* **Problem to work on**
Every line of the entries that holds the word "tree" is to be copied.
===== Dataset extract =====
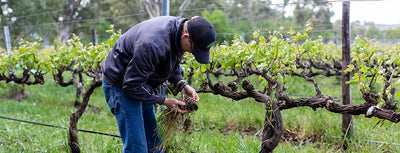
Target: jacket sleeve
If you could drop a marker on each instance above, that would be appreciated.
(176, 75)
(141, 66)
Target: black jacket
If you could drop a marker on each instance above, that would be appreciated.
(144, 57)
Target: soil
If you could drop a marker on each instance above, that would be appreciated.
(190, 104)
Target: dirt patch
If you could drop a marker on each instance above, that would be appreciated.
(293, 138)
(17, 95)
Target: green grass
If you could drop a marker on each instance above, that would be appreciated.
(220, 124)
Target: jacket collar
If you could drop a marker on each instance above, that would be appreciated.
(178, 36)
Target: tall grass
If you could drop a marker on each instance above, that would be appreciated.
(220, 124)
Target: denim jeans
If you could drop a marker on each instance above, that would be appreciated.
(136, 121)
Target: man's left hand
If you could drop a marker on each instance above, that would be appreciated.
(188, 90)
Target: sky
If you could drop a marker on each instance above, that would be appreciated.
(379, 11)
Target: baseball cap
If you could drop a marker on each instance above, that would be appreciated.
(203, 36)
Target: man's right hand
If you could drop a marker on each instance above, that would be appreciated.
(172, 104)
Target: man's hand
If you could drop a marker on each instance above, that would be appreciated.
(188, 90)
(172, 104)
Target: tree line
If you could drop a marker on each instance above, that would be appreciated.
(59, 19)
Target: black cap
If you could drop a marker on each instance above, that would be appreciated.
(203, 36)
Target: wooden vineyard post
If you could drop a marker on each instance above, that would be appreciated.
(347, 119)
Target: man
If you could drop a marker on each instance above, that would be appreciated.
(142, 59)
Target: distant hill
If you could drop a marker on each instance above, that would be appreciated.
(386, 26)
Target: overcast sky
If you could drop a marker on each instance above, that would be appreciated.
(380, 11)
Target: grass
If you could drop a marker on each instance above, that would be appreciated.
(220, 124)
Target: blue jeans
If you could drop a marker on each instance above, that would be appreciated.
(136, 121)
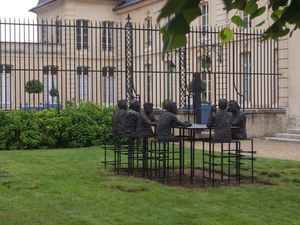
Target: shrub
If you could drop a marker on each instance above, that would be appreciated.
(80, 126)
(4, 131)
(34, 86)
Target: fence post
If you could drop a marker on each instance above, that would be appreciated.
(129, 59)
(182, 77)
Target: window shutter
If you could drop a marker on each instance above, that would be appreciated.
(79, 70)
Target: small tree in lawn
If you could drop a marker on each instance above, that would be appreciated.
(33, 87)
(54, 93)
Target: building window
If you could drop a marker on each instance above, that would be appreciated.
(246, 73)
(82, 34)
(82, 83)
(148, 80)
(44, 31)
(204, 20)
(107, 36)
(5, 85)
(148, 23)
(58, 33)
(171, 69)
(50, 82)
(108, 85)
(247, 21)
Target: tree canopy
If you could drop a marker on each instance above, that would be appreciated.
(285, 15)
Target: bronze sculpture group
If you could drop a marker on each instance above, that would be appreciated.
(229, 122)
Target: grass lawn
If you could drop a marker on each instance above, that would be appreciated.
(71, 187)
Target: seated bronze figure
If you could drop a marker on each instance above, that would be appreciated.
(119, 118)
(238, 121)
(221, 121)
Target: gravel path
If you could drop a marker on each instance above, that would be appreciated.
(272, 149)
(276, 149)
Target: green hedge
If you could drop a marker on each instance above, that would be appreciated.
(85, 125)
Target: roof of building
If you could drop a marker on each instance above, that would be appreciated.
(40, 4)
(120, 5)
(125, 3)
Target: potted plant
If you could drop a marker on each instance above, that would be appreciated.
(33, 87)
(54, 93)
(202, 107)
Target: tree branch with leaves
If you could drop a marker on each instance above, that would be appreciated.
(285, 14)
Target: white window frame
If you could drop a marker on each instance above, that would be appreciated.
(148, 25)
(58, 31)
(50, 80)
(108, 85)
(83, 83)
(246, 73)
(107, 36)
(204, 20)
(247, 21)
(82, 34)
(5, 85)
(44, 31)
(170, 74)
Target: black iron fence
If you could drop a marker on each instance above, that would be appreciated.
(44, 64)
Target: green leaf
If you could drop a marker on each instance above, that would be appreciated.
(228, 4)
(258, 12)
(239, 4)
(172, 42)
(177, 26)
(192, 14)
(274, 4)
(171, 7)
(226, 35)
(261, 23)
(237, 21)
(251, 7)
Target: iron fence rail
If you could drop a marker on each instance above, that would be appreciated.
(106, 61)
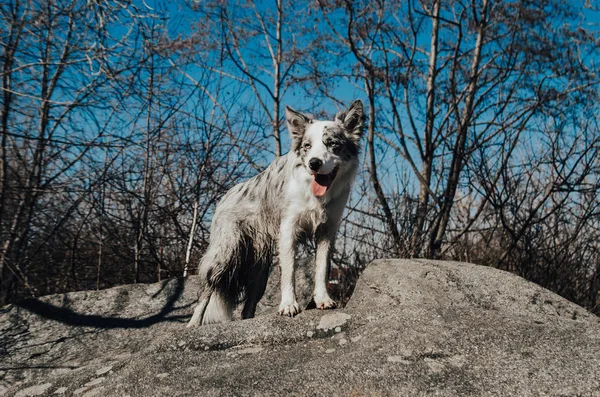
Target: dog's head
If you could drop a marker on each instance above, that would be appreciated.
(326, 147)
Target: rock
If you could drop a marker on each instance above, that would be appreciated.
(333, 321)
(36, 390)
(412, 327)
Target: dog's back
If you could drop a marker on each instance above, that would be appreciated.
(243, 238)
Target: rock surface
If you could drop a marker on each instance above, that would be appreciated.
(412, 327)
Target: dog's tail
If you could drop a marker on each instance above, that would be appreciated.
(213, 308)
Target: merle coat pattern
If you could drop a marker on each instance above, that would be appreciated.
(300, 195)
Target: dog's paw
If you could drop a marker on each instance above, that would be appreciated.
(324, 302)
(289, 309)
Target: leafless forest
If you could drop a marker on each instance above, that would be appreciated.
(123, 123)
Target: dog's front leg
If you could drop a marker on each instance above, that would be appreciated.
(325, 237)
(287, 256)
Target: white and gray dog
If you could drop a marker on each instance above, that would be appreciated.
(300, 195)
=====
* **Exercise response**
Target: tree line
Target: small tree in lawn
Target: tree canopy
Target: tree branch with leaves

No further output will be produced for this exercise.